On Wednesday, Aug. 24, President Biden unveiled a three-part student loan forgiveness plan that will target debt relief, reform monthly repayment plans and forgive loan balances sooner.
Phil Schuman, executive director of financial wellness and education, said the plan will allow families struggling with economic uncertainty due to the COVID-19 pandemic to put money away.
“The issue with a lot of families who have had student debt is they’ve just been treading water at the very best as a result of their finances,” Schuman said.
Pell Grant recipients are eligible for $20,000 of student loan debt relief if they make under $125,000 annually or if they’re married and together make under $250,000 annually. Non-Pell Grant recipients are eligible for $10,000 of relief with the same requirements.
According to the White House, the plan should target low to middle-income borrowers of all ages. The Department of Education estimates nearly 90% of relief aid for borrowers no longer in school will go to those earning under $75,000 per year.
Schuman said people underestimate how much the changes to repayment may affect their lives. Former repayment rates ranged from 10-15% of borrowers’ discretionary income while new rates cap at 5%, meaning the dollar amount paid could be cut in half.
Student debt repayment was paused during the early months of the pandemic, meaning borrowers wouldn’t accrue interest or be required to make payments during this time. The moratorium’s end date has been pushed back one final time to January 2023.
However, those eligible for loan forgiveness who continued making payments throughout the pandemic can apply to have those payments refunded, according to CNBC.
“They’ve been doing, in theory, what they’re supposed to be doing,” Schuman said. “They were doing a really proactive thing in paying those loans, and the government said, ‘We hear you. We’re going to give you that money back if you request it,’ which is pretty cool.”
James Kennedy, IU’s associate vice president for University Student Services and Systems, has worked with financial aid throughout his career. IU students average $26,021 in student debt at graduation, Kennedy said, which is on the low end across Big Ten schools.
Kennedy said IU focuses on ensuring students understand their debt, and IU programs like student notifications, student debt letters and advising with cost in mind help ensure students are aware of their debt and how they’ll repay it. He said debt cancellation likely won’t affect students now, as most students don’t start repaying loans until after graduation.
Still, any loan dispensed before July 1 is affected for those eligible, meaning current IU sophomore, junior and senior borrowers should contact their loan servicers to see if they qualify.
“Students who have already had loans here will see cancellations,” Kennedy said. “If that helps students, I think that’s a real positive.”

PROBLEM TO WORK ON:
Quote the passage on student loan forgiveness from "According to the" to "under $75,000 per year.".

[Dataset entries]
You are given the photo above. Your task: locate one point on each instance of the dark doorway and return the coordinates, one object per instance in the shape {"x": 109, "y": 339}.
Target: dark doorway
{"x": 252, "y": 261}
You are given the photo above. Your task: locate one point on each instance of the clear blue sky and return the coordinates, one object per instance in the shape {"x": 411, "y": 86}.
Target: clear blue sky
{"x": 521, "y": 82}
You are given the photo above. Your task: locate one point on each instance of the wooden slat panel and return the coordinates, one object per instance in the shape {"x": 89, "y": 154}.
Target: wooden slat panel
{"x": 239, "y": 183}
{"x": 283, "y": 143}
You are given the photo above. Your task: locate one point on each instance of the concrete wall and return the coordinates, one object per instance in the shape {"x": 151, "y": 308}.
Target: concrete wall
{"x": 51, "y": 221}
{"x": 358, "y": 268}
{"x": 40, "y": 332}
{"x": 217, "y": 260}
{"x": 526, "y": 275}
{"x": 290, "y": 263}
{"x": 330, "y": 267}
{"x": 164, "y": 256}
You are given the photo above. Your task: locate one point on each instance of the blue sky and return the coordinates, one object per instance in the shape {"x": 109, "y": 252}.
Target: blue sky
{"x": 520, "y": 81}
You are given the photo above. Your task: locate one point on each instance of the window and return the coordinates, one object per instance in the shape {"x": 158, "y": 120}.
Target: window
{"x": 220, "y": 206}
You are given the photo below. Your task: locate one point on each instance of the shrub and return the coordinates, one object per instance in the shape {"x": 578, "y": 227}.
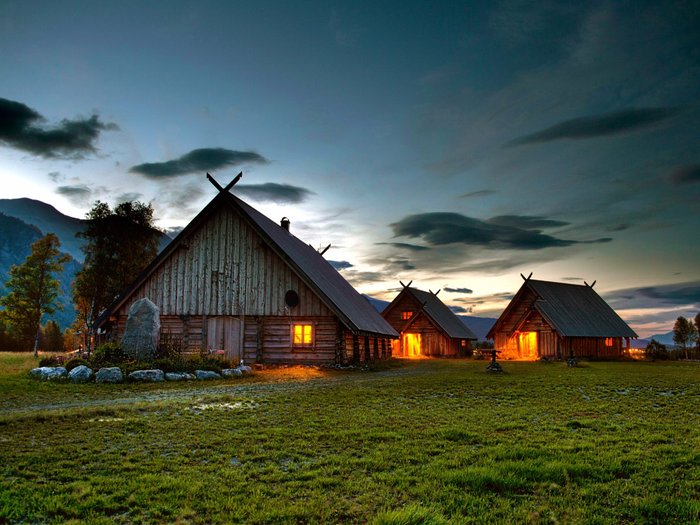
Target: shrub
{"x": 107, "y": 354}
{"x": 169, "y": 347}
{"x": 656, "y": 350}
{"x": 75, "y": 362}
{"x": 54, "y": 360}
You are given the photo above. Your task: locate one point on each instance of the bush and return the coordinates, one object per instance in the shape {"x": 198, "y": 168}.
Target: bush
{"x": 107, "y": 354}
{"x": 75, "y": 362}
{"x": 54, "y": 360}
{"x": 169, "y": 347}
{"x": 656, "y": 350}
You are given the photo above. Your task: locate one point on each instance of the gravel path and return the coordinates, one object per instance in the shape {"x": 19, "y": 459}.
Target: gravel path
{"x": 270, "y": 384}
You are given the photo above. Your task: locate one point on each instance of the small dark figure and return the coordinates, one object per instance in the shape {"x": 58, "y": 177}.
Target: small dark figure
{"x": 493, "y": 365}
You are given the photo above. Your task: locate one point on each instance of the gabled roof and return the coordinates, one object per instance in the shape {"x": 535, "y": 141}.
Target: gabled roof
{"x": 572, "y": 310}
{"x": 439, "y": 313}
{"x": 353, "y": 310}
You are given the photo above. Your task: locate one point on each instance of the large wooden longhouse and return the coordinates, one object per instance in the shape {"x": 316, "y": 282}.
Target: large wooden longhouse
{"x": 234, "y": 280}
{"x": 559, "y": 320}
{"x": 426, "y": 326}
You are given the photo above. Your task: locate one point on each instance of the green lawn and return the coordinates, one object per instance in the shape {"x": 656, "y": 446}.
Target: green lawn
{"x": 419, "y": 442}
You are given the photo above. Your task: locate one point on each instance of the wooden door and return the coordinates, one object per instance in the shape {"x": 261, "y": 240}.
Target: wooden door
{"x": 224, "y": 337}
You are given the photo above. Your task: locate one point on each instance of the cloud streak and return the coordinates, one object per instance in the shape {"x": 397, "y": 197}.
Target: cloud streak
{"x": 24, "y": 129}
{"x": 505, "y": 232}
{"x": 614, "y": 123}
{"x": 458, "y": 290}
{"x": 197, "y": 161}
{"x": 273, "y": 192}
{"x": 685, "y": 175}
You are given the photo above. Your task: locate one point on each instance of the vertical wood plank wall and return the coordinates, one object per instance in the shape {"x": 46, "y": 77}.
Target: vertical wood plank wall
{"x": 224, "y": 269}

TASK OUTPUT:
According to the White House, the plan should target low to middle-income borrowers of all ages. The Department of Education estimates nearly 90% of relief aid for borrowers no longer in school will go to those earning under $75,000 per year.